| Prompt 1 |
Translate the sentence "Bob's influence had changed my life." from the text about Bob Foster into Spanish.
| Prompt 2 |
From the text about Bob Foster, extract everything from "Bob, if you're" down to "when you're gone.", word for word.

BEGIN Document passage

Seventeen years ago I signed up as a free agent at Atlanta Club Sport so I could meet people and play softball. This guy Tim had an opening on his team and selected me. I didn't know Tim nor did I know anyone else on the team. I was the second youngest guy on the team but liked the group that I was playing with. We went to parties together, went out after games and talked about our love lives, our jobs and whatever else we could think of. I kept one thing from all of these players, the fact that I had cystic fibrosis. I never talked much about my CF. I was embarrassed that I wore a vest every morning and took pills before every meal. I just wanted to fit in. I wanted to be a softball player. I wanted to be Andy Lipman. I didn't want to be the guy with the terminal disease.
A few months into my run with Fluffy En Fuego, one of our players, Bob Foster, told us that he needed our help...again. "Again?" I wondered. Apparently Bob ran a tournament every year called the Cigna Sports Challenge. Bob wanted volunteers for this event which featured Tug-A-War and putting for holes in one just to name a few. Bob told us it was all for a good cause...the Cystic Fibrosis Foundation. I hadn't visited the CF Foundation since I was a kid with my mom. I tried to separate myself from it. Everyone on the team volunteered and finally I relented and agreed to help out. Bob was one of those guys you wanted to support. His car tag read "BMOC" (Big Man on Campus). That's how he carried himself. He was one of those guys who you wanted to befriend. Bob and I went to the softball field early some days and played catch. He was the guy who hit a ton of balls over the fence and had this arrogant, yet funny, way about him.
I took part in the Cigna Sports Challenge as a volunteer and saw 2 young girls with CF who received a standing ovation from everyone afterwards. Bob announced that they were the reason that he did this event. Bob didn't have CF and to my knowledge he didn't have any close friends or family with the disease. Still out of the goodness of his heart, he helped put this event together over by Georgia Tech every year. That day a bell went off in my head. I wanted to run something for CF. That's where the idea of Wish for Wendy developed. Bob's influence had changed my life. To this day, I owe him for giving my life special meaning.
Our first year running Wish for Wendy was 2000 and Bob, as he promised me, put his own team in to help the cause. His Intellisales team had several of my teammates on it and I still have a note from Bob on the first Wish for Wendy poster which told me he was proud to help with this cause. Bob and I eventually went our separate ways as Bob got married and moved to Florida. I still thought about him often and looked him up to see what had happened to him. I hadn't heard anything until a few weeks ago.
I got a note from one of my old teammates Cary that Bob had Lymphoma and nothing was working. He was trying something experimental but odds were it wouldn't work. I contacted Bob's wife to check on him. She forwarded me a letter from Bob to all of his friends. The experimental procedure didn't work. Bob, as we speak, is in hospice care and probably won't be around much longer.
Bob, if you're reading this, thank you for all you did for the Cystic Fibrosis Foundation and for being a mentor for me. I will always be grateful that you took a naive 20 year old kid under your wing and showed him what being a leader is all about. You are a true inspiration and your family will always be in my prayers. It's ironic that the man who gave so much to those who had a disease that diminished their life expectancies is now the one battling a disease that will take his life way too soon.
There's aren't many Bob Foster's in the world. I'm just honored and forever indebted that I got to meet one of them. Bob, we love you guys and your legacy will last even when you're gone.

END Document passage
BEGIN Record excerpts

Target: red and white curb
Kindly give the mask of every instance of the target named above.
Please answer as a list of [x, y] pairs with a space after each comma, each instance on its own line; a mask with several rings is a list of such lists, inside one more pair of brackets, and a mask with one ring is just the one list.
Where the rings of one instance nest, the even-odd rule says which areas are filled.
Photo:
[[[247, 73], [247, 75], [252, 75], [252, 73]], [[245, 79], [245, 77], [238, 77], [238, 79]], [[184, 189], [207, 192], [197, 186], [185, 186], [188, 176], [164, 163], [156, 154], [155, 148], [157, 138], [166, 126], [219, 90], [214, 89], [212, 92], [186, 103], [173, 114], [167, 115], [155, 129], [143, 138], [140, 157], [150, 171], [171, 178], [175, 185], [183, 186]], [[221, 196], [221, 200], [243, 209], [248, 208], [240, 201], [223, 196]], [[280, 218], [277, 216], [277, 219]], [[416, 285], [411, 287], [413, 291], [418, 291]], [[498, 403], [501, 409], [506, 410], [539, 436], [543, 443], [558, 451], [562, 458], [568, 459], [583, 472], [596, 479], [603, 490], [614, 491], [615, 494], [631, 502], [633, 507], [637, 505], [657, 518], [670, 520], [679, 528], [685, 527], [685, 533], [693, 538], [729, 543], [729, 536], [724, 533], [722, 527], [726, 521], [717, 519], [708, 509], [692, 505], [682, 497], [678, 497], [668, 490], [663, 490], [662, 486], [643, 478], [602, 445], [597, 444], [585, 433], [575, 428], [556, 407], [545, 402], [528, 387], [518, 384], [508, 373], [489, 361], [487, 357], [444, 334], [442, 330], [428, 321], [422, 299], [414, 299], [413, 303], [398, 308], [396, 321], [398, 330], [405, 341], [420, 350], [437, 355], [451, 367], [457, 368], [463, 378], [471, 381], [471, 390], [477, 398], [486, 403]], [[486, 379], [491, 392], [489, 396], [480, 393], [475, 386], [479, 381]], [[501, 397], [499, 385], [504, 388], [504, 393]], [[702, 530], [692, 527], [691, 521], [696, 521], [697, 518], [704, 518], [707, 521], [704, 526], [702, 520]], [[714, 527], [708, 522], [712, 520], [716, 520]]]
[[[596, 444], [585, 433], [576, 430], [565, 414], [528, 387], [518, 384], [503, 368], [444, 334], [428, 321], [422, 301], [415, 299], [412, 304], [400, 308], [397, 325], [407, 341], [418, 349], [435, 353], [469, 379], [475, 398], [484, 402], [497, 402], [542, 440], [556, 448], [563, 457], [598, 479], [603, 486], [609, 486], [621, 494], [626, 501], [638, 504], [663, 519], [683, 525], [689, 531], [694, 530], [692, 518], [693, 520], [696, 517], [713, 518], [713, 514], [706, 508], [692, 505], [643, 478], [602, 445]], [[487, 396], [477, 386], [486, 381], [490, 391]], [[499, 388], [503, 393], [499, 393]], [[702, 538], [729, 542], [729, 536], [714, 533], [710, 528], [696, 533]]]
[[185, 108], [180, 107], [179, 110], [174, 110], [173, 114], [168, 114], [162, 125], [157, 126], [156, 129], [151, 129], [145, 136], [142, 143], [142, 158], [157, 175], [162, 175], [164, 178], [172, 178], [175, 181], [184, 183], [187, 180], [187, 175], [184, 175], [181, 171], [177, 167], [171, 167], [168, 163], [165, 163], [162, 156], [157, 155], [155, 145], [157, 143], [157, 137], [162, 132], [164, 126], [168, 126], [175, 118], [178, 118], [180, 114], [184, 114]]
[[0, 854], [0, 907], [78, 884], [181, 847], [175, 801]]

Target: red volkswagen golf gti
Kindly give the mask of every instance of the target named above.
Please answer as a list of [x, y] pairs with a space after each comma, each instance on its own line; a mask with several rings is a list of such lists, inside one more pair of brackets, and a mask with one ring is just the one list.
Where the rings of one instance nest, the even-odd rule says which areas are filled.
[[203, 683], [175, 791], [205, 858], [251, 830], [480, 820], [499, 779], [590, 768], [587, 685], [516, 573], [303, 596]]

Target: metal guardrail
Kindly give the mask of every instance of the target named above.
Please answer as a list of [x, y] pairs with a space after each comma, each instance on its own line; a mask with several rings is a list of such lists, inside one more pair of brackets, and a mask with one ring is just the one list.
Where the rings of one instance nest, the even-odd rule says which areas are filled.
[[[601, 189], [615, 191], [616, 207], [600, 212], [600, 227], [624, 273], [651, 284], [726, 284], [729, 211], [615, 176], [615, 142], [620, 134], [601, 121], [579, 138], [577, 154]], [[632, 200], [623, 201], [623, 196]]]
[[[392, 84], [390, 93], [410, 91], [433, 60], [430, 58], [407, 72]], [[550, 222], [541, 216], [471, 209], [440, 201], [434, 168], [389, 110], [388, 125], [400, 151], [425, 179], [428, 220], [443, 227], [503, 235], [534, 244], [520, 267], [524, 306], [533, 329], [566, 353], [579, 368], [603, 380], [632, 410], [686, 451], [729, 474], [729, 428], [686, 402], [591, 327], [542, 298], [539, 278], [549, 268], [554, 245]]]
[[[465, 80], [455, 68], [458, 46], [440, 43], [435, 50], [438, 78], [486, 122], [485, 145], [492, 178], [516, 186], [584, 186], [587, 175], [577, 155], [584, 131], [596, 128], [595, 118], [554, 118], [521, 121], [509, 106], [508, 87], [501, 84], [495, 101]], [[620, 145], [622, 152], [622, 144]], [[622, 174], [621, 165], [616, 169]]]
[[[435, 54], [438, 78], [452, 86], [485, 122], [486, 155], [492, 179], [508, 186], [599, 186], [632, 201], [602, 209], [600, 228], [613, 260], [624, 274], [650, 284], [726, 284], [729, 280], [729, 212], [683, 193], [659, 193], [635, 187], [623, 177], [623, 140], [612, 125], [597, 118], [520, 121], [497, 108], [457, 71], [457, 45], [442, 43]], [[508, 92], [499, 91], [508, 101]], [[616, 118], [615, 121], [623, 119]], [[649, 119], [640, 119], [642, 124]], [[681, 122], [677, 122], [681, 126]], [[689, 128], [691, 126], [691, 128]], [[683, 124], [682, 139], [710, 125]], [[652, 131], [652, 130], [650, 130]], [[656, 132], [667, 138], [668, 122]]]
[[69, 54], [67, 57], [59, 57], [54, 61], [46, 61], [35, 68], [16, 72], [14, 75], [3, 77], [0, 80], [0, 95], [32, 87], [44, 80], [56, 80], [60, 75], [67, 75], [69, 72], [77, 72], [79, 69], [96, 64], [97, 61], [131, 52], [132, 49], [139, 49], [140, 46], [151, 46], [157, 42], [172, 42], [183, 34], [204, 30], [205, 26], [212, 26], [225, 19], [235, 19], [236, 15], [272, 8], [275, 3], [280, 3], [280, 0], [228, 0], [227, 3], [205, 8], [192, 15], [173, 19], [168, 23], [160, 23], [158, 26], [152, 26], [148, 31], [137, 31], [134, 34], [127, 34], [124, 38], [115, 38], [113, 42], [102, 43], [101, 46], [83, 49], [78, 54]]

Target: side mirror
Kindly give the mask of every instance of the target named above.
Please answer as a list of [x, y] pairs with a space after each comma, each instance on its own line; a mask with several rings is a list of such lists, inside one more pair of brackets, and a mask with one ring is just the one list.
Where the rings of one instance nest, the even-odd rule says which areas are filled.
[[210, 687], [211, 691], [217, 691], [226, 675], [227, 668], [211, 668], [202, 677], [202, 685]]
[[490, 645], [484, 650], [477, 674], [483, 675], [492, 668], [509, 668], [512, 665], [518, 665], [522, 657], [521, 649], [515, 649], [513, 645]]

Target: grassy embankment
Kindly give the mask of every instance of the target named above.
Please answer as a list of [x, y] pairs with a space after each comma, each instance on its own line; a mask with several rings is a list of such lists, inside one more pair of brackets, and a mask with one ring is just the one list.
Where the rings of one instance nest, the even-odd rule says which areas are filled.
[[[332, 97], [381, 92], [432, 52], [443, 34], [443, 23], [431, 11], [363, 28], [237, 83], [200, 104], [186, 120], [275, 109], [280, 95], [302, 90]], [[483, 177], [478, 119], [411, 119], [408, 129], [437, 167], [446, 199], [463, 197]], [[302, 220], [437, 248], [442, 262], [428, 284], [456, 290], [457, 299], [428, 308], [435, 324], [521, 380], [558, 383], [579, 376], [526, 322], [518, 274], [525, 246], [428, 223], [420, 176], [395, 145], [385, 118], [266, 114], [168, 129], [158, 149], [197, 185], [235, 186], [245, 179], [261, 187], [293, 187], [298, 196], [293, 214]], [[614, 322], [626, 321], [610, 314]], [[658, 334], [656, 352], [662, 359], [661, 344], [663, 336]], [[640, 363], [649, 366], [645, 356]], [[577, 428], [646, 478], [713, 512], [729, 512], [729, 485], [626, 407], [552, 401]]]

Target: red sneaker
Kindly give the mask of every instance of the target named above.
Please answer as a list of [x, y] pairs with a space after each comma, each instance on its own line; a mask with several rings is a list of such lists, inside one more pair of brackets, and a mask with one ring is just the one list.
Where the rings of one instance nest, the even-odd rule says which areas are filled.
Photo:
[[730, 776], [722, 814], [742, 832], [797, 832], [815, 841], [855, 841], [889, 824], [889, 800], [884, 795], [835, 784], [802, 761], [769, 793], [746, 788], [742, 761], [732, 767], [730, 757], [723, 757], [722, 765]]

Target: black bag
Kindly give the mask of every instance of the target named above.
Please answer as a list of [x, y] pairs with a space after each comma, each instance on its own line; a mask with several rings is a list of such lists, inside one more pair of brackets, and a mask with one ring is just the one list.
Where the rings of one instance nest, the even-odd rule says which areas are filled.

END Record excerpts

| Result 1 |
La influencia de Bob había cambiado mi vida.

| Result 2 |
Bob, if you're reading this, thank you for all you did for the Cystic Fibrosis Foundation and for being a mentor for me. I will always be grateful that you took a naive 20 year old kid under your wing and showed him what being a leader is all about. You are a true inspiration and your family will always be in my prayers. It's ironic that the man who gave so much to those who had a disease that diminished their life expectancies is now the one battling a disease that will take his life way too soon.
There's aren't many Bob Foster's in the world. I'm just honored and forever indebted that I got to meet one of them. Bob, we love you guys and your legacy will last even when you're gone.